Reproduce every line of the records below, character for character.
*****
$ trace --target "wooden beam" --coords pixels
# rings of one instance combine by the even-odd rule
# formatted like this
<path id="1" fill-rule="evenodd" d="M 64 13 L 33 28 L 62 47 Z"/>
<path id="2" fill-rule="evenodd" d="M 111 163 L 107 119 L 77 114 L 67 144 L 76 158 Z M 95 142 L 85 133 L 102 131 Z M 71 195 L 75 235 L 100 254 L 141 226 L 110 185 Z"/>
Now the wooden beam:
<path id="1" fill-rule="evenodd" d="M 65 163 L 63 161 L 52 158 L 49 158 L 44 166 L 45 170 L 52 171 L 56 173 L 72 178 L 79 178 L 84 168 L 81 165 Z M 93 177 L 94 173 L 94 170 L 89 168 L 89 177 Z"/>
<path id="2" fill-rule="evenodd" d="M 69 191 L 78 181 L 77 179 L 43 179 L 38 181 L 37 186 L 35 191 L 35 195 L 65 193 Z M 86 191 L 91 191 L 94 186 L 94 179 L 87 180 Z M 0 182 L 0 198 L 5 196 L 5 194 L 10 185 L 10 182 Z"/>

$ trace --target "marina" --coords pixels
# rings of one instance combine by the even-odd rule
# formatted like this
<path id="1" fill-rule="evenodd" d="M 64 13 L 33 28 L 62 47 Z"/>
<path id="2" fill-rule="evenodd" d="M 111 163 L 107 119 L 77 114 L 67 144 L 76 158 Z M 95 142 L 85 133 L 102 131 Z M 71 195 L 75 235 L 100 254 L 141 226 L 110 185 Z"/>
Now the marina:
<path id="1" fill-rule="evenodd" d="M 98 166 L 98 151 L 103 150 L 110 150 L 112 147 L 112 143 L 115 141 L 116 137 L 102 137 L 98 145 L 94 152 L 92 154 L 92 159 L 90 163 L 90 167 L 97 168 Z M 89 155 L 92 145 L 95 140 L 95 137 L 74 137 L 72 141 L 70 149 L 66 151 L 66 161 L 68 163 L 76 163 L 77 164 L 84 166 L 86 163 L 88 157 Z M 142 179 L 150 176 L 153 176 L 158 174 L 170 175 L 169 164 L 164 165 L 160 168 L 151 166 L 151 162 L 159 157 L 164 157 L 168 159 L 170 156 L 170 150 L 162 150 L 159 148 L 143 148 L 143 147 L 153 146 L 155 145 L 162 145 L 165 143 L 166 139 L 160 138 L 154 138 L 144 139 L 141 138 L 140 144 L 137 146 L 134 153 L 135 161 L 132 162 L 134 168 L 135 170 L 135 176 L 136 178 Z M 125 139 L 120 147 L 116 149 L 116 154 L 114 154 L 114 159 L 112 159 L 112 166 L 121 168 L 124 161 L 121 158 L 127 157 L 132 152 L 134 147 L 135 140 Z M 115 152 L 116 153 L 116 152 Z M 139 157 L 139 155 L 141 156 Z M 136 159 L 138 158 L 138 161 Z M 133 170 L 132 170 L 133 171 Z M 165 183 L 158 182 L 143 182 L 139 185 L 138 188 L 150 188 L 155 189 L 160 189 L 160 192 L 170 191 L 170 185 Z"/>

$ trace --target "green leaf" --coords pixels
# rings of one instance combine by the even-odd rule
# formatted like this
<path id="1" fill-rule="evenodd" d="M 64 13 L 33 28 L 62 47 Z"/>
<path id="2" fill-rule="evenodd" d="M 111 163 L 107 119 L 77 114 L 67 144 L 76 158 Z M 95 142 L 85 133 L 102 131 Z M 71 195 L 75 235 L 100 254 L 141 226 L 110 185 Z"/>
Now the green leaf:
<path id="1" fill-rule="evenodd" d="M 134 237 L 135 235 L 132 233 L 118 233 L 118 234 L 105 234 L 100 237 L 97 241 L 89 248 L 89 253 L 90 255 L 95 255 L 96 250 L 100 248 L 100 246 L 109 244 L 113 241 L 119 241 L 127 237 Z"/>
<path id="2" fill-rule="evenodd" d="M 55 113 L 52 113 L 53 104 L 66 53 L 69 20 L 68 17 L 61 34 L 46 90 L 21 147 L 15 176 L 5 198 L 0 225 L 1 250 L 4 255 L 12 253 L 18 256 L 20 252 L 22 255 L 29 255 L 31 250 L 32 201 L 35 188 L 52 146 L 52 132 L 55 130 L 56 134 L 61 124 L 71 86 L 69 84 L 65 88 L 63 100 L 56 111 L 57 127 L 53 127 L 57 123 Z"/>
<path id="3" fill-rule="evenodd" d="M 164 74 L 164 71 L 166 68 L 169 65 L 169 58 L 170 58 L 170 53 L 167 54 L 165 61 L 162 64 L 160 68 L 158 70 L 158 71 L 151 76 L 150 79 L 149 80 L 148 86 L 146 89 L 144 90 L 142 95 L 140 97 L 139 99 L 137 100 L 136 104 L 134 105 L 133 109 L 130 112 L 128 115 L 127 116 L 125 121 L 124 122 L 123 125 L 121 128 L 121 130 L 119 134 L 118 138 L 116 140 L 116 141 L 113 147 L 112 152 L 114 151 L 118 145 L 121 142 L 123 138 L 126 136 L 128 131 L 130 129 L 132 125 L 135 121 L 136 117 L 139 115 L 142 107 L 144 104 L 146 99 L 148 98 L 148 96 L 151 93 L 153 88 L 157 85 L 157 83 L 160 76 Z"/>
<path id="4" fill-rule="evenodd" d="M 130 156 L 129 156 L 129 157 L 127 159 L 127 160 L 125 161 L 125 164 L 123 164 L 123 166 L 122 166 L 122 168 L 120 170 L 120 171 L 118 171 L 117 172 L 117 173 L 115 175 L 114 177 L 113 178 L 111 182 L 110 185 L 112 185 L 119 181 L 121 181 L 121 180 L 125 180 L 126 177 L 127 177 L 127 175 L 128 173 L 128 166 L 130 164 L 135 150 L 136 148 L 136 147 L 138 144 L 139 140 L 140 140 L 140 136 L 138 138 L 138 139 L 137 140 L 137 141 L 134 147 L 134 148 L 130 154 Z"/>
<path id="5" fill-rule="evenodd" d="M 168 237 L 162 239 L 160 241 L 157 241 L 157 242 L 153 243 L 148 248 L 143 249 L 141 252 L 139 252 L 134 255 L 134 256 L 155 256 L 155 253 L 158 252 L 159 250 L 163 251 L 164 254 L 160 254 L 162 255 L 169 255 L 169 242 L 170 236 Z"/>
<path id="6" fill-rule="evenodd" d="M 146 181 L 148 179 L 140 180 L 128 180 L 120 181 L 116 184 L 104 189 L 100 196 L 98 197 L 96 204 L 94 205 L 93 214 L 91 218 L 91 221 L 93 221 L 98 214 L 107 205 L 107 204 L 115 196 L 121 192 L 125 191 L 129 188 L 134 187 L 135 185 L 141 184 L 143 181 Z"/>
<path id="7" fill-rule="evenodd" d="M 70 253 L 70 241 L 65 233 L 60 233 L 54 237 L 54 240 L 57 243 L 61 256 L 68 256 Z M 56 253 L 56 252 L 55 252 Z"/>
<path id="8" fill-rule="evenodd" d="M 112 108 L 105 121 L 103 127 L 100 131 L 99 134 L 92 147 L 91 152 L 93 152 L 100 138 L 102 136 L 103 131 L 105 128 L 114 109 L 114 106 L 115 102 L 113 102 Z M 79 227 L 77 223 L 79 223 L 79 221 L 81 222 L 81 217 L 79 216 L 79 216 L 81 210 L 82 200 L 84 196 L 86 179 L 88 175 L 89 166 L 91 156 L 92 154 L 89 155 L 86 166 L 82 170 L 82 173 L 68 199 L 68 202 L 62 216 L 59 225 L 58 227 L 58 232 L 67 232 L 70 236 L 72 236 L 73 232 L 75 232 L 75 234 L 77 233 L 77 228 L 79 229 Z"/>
*****
Worked answer:
$ trace --target "wooden beam" --coords pixels
# rings of one instance combine by the even-odd rule
# formatted like this
<path id="1" fill-rule="evenodd" d="M 64 13 L 33 28 L 62 47 Z"/>
<path id="2" fill-rule="evenodd" d="M 111 163 L 107 119 L 77 114 L 67 144 L 76 158 Z M 95 142 L 85 133 L 102 131 Z M 71 195 L 75 235 L 100 254 L 141 226 L 110 185 Z"/>
Now the wooden beam:
<path id="1" fill-rule="evenodd" d="M 65 163 L 63 161 L 52 158 L 49 158 L 44 166 L 45 170 L 52 171 L 56 173 L 72 178 L 79 178 L 84 168 L 81 165 Z M 93 177 L 94 173 L 94 170 L 89 168 L 89 177 Z"/>
<path id="2" fill-rule="evenodd" d="M 69 191 L 78 181 L 77 179 L 43 179 L 38 181 L 37 186 L 35 191 L 35 195 L 65 193 Z M 86 191 L 91 191 L 94 186 L 94 179 L 87 180 Z M 0 182 L 0 198 L 5 196 L 5 194 L 10 185 L 10 182 Z"/>

$ trace --target "marina" --coords pixels
# rings of one instance combine by the even-odd rule
# formatted like this
<path id="1" fill-rule="evenodd" d="M 64 13 L 33 28 L 62 47 Z"/>
<path id="2" fill-rule="evenodd" d="M 111 163 L 107 119 L 77 114 L 67 144 L 76 158 Z M 95 142 L 85 133 L 102 131 Z M 71 195 L 75 235 L 100 254 L 141 226 L 110 185 Z"/>
Now the marina:
<path id="1" fill-rule="evenodd" d="M 98 166 L 98 151 L 103 150 L 110 150 L 112 147 L 112 143 L 115 141 L 116 137 L 102 137 L 98 145 L 94 152 L 92 154 L 92 159 L 90 163 L 90 167 L 97 168 Z M 89 155 L 92 145 L 95 140 L 95 137 L 74 137 L 72 141 L 70 149 L 66 151 L 66 161 L 68 163 L 76 163 L 77 164 L 84 166 L 86 163 L 88 157 Z M 142 179 L 150 176 L 153 176 L 158 174 L 170 175 L 169 164 L 164 165 L 160 168 L 151 166 L 151 162 L 159 157 L 164 157 L 168 159 L 170 156 L 170 150 L 162 150 L 159 148 L 143 148 L 143 147 L 153 146 L 155 145 L 162 145 L 165 143 L 166 139 L 160 138 L 154 138 L 144 139 L 141 138 L 140 144 L 137 146 L 134 153 L 135 161 L 132 162 L 134 168 L 135 170 L 135 176 L 136 178 Z M 125 139 L 120 147 L 116 149 L 116 154 L 114 154 L 114 159 L 112 159 L 112 166 L 121 168 L 124 161 L 121 158 L 127 157 L 132 152 L 134 147 L 135 140 Z M 115 152 L 116 153 L 116 152 Z M 139 157 L 139 155 L 141 156 Z M 136 159 L 138 158 L 138 161 Z M 133 170 L 132 170 L 133 171 Z M 165 183 L 158 182 L 143 182 L 139 185 L 138 188 L 150 188 L 155 189 L 160 189 L 160 192 L 170 191 L 170 185 Z"/>

$ trace --target "green leaf" --coords pixels
# rings of one instance combine by the even-odd rule
# formatted like this
<path id="1" fill-rule="evenodd" d="M 64 13 L 33 28 L 62 47 Z"/>
<path id="2" fill-rule="evenodd" d="M 111 163 L 107 119 L 77 114 L 67 144 L 76 158 Z M 95 142 L 85 133 L 102 131 Z M 71 195 L 75 235 L 100 254 L 141 226 L 110 185 Z"/>
Now the green leaf:
<path id="1" fill-rule="evenodd" d="M 134 237 L 135 235 L 132 233 L 118 233 L 118 234 L 105 234 L 100 237 L 97 241 L 89 248 L 89 253 L 90 255 L 95 255 L 96 250 L 100 248 L 100 246 L 109 244 L 113 241 L 119 241 L 127 237 Z"/>
<path id="2" fill-rule="evenodd" d="M 55 113 L 52 113 L 53 104 L 66 53 L 69 20 L 68 17 L 61 34 L 46 90 L 21 147 L 15 176 L 5 198 L 0 225 L 1 250 L 4 255 L 12 253 L 18 256 L 20 252 L 22 255 L 29 255 L 31 250 L 32 201 L 35 188 L 52 146 L 52 132 L 55 130 L 56 134 L 61 124 L 71 86 L 69 84 L 65 88 L 63 100 L 56 111 L 57 127 L 53 127 L 57 123 Z"/>
<path id="3" fill-rule="evenodd" d="M 164 74 L 164 71 L 166 68 L 169 65 L 169 58 L 170 58 L 170 53 L 167 54 L 165 61 L 162 64 L 160 68 L 158 70 L 158 71 L 151 76 L 150 79 L 149 80 L 148 86 L 146 89 L 144 90 L 142 95 L 140 97 L 139 99 L 137 100 L 136 104 L 134 105 L 133 109 L 130 112 L 128 115 L 127 116 L 125 121 L 124 122 L 123 125 L 121 128 L 121 130 L 119 134 L 118 138 L 116 140 L 116 141 L 113 147 L 112 152 L 114 151 L 118 145 L 121 142 L 123 138 L 126 136 L 128 131 L 130 129 L 132 125 L 135 121 L 136 117 L 139 115 L 142 107 L 144 104 L 146 99 L 148 98 L 148 96 L 151 93 L 153 88 L 157 85 L 157 83 L 160 76 Z"/>
<path id="4" fill-rule="evenodd" d="M 130 156 L 129 156 L 129 157 L 127 159 L 127 160 L 125 161 L 125 164 L 123 164 L 123 166 L 122 166 L 122 168 L 120 170 L 120 171 L 118 171 L 117 172 L 117 173 L 115 175 L 114 177 L 113 178 L 111 182 L 110 185 L 112 185 L 119 181 L 121 181 L 121 180 L 125 180 L 126 177 L 127 177 L 127 175 L 128 173 L 128 166 L 130 164 L 135 150 L 136 148 L 136 147 L 138 144 L 139 140 L 140 140 L 140 136 L 138 138 L 138 139 L 137 140 L 137 141 L 134 147 L 134 148 L 130 154 Z"/>
<path id="5" fill-rule="evenodd" d="M 168 237 L 162 239 L 160 241 L 157 241 L 157 242 L 153 243 L 148 248 L 143 249 L 141 252 L 139 252 L 134 255 L 134 256 L 155 256 L 155 253 L 158 252 L 159 250 L 163 251 L 164 254 L 160 254 L 162 255 L 169 255 L 169 242 L 170 236 Z"/>
<path id="6" fill-rule="evenodd" d="M 146 181 L 148 179 L 140 180 L 128 180 L 120 181 L 116 184 L 104 189 L 100 196 L 98 197 L 96 204 L 94 205 L 93 214 L 91 218 L 91 221 L 93 221 L 98 214 L 107 205 L 107 204 L 115 196 L 121 192 L 125 191 L 129 188 L 134 187 L 135 185 L 141 184 L 143 181 Z"/>
<path id="7" fill-rule="evenodd" d="M 70 253 L 70 241 L 65 233 L 60 233 L 54 237 L 54 240 L 57 243 L 61 256 L 68 256 Z M 56 253 L 56 252 L 55 252 Z"/>
<path id="8" fill-rule="evenodd" d="M 112 108 L 105 121 L 103 127 L 100 131 L 99 134 L 92 147 L 91 152 L 93 152 L 100 138 L 102 136 L 103 131 L 105 128 L 114 109 L 114 106 L 115 102 L 113 102 Z M 79 227 L 77 223 L 79 223 L 79 221 L 81 222 L 81 217 L 79 216 L 79 216 L 81 210 L 82 200 L 84 196 L 86 179 L 88 175 L 89 166 L 91 156 L 92 154 L 89 155 L 86 166 L 82 170 L 82 173 L 68 199 L 68 202 L 62 216 L 59 225 L 58 227 L 58 232 L 67 232 L 70 236 L 72 236 L 73 232 L 75 232 L 75 234 L 77 233 L 77 228 L 79 229 Z"/>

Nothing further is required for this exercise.